◆ Task to complete
Do these statements agree with the httpx-s3-client page below? For each, answer yes or no and quote the words from the page that decide it. 1. The package is installed with pip. 2. The usage example sets the client's region to "eu-west-1". 3. The usage example checks whether an object exists by calling the client's head method.

GitLocker: The Coding Marketplace

Description:

httpxs3client 0.0.4

httpx-s3-client

The simple module for putting and getting object from Amazon S3 compatible endpoints.
Installation
pip install httpx-s3-client

Usage
from http import HTTPStatus

from httpx import AsyncClient
from httpx_s3_client import S3Client

client = S3Client(
url="http://s3-url",
client=AsyncClient(),
access_key_id="key-id",
secret_access_key="hackme",
region="us-east-1"
)

# Upload str object to bucket "bucket" and key "str"
resp = await client.put("bucket/str", "hello, world")
assert resp.status_code == HTTPStatus.OK

# Upload bytes object to bucket "bucket" and key "bytes"
resp = await client.put("bucket/bytes", b"hello, world")
assert resp.status_code == HTTPStatus.OK

# Upload AsyncIterable to bucket "bucket" and key "iterable"
async def gen():
yield b'some bytes'

resp = await client.put("bucket/file", gen())
assert resp.status_code == HTTPStatus.OK

# Upload file to bucket "bucket" and key "file"
resp = await client.put_file("bucket/file", "/path_to_file" )
assert resp.status_code == HTTPStatus.OK

# Check object exists using bucket+key
resp = await client.head("bucket/key")
assert resp.status_code == HTTPStatus.OK

# Get object by bucket+key
resp = await client.get("bucket/key")
data = resp.content

# Delete object using bucket+key
resp = await client.delete("bucket/key")

(Records)
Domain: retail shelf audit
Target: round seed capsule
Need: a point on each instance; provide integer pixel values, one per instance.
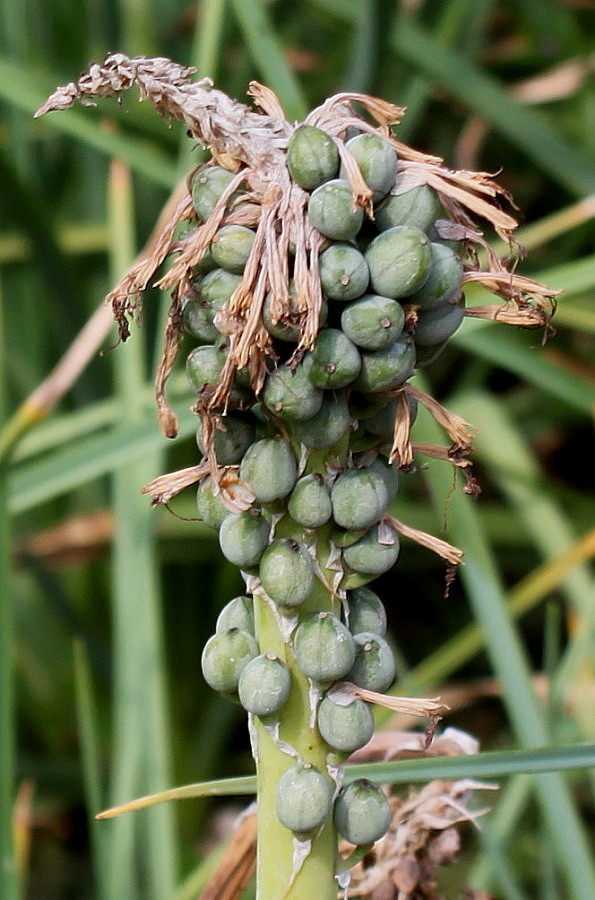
(211, 509)
(231, 247)
(334, 361)
(385, 369)
(310, 502)
(287, 573)
(304, 798)
(328, 426)
(345, 727)
(331, 210)
(230, 443)
(290, 394)
(366, 612)
(238, 613)
(374, 666)
(207, 186)
(269, 469)
(324, 648)
(370, 554)
(344, 273)
(243, 537)
(373, 322)
(377, 162)
(312, 157)
(223, 658)
(362, 813)
(399, 261)
(417, 206)
(264, 685)
(444, 281)
(438, 324)
(359, 498)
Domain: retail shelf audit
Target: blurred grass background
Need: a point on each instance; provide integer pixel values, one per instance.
(105, 604)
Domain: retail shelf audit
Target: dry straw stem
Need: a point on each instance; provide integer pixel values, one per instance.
(252, 143)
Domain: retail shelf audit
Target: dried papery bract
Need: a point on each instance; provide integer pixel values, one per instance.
(263, 250)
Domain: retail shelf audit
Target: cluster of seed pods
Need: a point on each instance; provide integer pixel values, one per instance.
(313, 447)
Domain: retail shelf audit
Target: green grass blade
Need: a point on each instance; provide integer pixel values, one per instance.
(268, 57)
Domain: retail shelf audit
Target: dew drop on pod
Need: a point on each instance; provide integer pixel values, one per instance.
(335, 361)
(362, 813)
(238, 613)
(207, 186)
(312, 157)
(304, 798)
(310, 502)
(377, 162)
(290, 394)
(382, 370)
(264, 685)
(324, 648)
(269, 469)
(231, 247)
(399, 261)
(243, 537)
(287, 573)
(371, 555)
(373, 322)
(345, 727)
(224, 657)
(359, 498)
(328, 426)
(231, 441)
(366, 612)
(418, 206)
(344, 273)
(332, 212)
(374, 666)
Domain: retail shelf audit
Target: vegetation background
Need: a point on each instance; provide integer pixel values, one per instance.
(106, 604)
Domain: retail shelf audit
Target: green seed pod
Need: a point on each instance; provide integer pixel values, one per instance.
(207, 186)
(328, 426)
(312, 157)
(362, 813)
(290, 394)
(377, 162)
(232, 442)
(374, 666)
(269, 469)
(373, 322)
(243, 537)
(389, 474)
(239, 614)
(304, 798)
(399, 261)
(438, 324)
(310, 502)
(287, 573)
(444, 281)
(366, 612)
(384, 369)
(334, 361)
(223, 658)
(331, 210)
(324, 648)
(345, 728)
(211, 509)
(370, 555)
(344, 273)
(264, 685)
(418, 206)
(231, 247)
(359, 499)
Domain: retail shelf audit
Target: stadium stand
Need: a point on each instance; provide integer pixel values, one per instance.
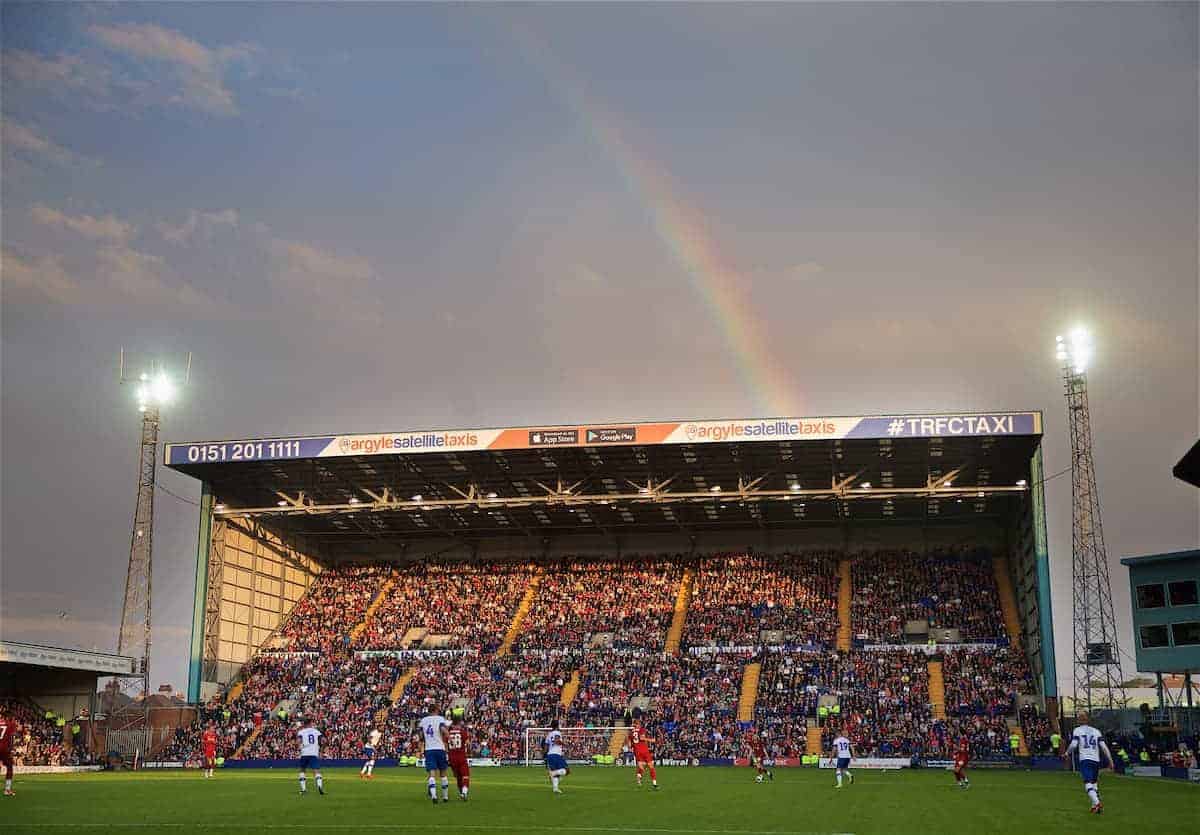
(949, 589)
(40, 742)
(589, 637)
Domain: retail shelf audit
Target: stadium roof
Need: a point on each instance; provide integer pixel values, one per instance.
(664, 476)
(37, 655)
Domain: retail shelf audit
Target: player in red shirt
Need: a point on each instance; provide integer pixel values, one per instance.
(209, 740)
(759, 756)
(961, 757)
(9, 728)
(641, 742)
(459, 750)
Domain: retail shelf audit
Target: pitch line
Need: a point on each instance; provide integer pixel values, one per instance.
(480, 828)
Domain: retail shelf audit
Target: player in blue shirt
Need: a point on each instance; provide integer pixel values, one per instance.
(1090, 744)
(556, 763)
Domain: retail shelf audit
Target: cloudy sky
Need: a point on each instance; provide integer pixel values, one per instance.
(381, 217)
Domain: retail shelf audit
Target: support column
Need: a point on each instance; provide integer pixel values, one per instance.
(201, 596)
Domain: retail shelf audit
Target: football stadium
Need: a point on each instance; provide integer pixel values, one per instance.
(737, 599)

◆ Answer
1. Yes: "pip install httpx-s3-client"
2. No: "region="us-east-1""
3. Yes: "# Check object exists using bucket+key" and "resp = await client.head("bucket/key")"